[[ Excerpt to read, beginning ]]
The White Paper for pharmacy (entitled “Pharmacy in England”) is, in the words of the Association of Teaching Hospital Pharmacists, a blueprint for action for the pharmacy profession from the Government.

The association is “excited” by the opportunities outlined by the Government and recently published its response.

Summarised below, its response outlines the actions that will be taken by teaching hospitals in England to implement the Government’s plans. The response has a general theme of improving communication within the profession to enhance patient care, and members of the ATHP hope that pharmacy departments in all other hospitals in England will follow their lead.

Seven-day service

Hospital pharmacists can improve the patient experience and their overall care by managing the transfer of patient information relating to medicines, says the ATHP. This occurs through performing medicines reconciliation when patients are admitted to hospital and communicating with community pharmacists when patients are discharged.

However, to ensure quality patient care is delivered to all patients, the ATHP believes that hospital pharmacies will need to offer this service seven days a week.

Professional collaboration

The ATHP welcomed proposals concerning professional collaboration, both within the pharmacy family and between all professions involved in handling medicines. It believes that this is already occurring within UK hospitals through pharmacy involvement in multidisciplinary teams.

However, it will seek to obtain further local support for medicines management agendas by asking the national clinical director for hospital pharmacy (a role proposed in the White Paper for which recruitment is underway) to engage with leaders of other professions.

In addition, chief pharmacists at teaching hospitals will work with primary care colleagues to identify projects or changes to patient care that will have the greatest impact in their local areas. Such projects include:

  • Improved prescribing and monitoring of anticoagulants and disease-modifying antirheumatic drugs
  • Preoperative assessment clinics located in community pharmacies
  • Support for prescribing and supplying chemotherapeutic drugs in primary care
  • Increased prescribing and supply of homecare medicines

The ATHP also believes that a model of medicines supply, where community pharmacies are used to supply discharge medicines for patients, could be explored.

Consultant pharmacists with independent prescribing rights, who consult with patients in hospital clinics, could also run sessions in primary care, it suggests. These sessions would involve some direct patient care, but also provide training and support for community pharmacists.

The ATHP wishes to collaborate more effectively with the pharmaceutical industry to improve the supply of medicines (particularly injectables). The industry could reduce the workload of aseptic dispensing services by providing injectable medicines in a ready-to-administer form.

The ATHP says it will lead discussions with the industry to reach agreements about which products are required.
[[ Excerpt to read, end ]]
[[ Given entries, beginning ]]
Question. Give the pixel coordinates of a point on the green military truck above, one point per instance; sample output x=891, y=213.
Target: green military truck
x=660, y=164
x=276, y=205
[[ Given entries, end ]]
[[ Given entries, beginning ]]
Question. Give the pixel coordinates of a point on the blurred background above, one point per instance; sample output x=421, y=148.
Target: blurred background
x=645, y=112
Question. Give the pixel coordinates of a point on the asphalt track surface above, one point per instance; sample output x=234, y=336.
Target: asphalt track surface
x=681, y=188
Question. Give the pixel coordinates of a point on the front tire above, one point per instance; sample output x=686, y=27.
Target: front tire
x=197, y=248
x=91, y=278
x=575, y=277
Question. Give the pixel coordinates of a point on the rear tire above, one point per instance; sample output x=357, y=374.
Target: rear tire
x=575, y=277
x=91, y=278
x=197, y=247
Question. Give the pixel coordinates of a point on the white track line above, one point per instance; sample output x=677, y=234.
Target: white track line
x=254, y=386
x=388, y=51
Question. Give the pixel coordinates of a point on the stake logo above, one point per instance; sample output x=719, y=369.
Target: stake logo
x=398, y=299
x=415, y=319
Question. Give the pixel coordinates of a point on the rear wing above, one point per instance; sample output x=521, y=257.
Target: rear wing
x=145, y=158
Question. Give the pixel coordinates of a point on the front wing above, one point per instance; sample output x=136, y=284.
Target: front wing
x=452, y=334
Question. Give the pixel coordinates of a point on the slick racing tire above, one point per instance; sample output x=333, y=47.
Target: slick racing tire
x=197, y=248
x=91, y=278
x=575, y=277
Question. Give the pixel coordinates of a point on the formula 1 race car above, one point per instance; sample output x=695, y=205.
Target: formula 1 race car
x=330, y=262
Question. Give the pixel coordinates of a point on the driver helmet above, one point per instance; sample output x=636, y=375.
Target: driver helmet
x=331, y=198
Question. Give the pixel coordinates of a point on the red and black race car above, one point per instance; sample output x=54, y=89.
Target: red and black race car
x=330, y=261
[[ Given entries, end ]]
[[ Given entries, beginning ]]
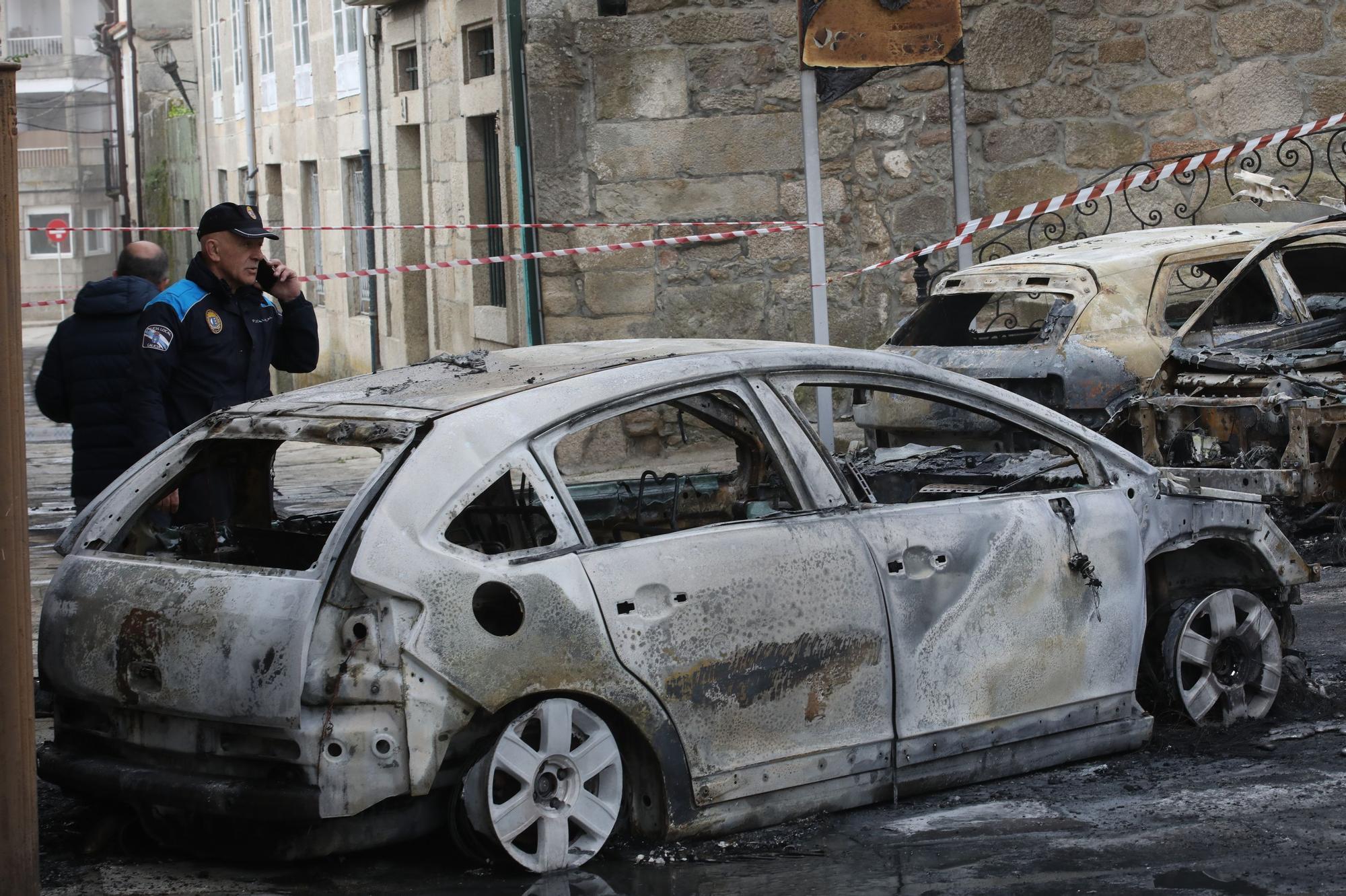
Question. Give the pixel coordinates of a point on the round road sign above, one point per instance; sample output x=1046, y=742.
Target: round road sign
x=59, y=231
[[ Given entries, end ]]
## Exercise instructions
Pick up the article on the teaching hospital pharmacists' response to the pharmacy White Paper and continue it from its last sentence.

## Result
Local professional networks

Leadership for improving the quality of patient care relating to medicines and medication safety should come from pharmacy, the ATHP argues. Professional networks must be created to allow pharmacists from primary and secondary care who work in the same geographical area to “get together”.

The ATHP suggests that involving pharmacists from large multiples (eg, Alliance Boots, Lloydspharmacy and supermarkets) when developing services can be “problematic because of perceived competition”. Nonetheless, it believes that new networks are needed and that such networks must involve service commissioners.

The formation of “health community clinical pharmacy teams” is proposed. Members of the ATHP will lead on developing such teams in their respective localities and they urge chief pharmacists at other trusts to do the same.

Technological advances

The ATHP believes the rate at which hospitals in the UK are currently implementing  electronic prescribing is too slow. All hospitals should be implementing e-prescribing because the electronic transfer of information, both within and between organisations, is essential for modernisation, it says.

Another technology that should be considered is the installation of robotics on individual wards. The ATHP’s vision for medicines supply involves barcode scanning of drugs issued to patients from ward-based dispensing robots. Such systems could receive their stock directly from pharmaceutical wholesalers according to orders generated remotely via wireless, handheld terminals.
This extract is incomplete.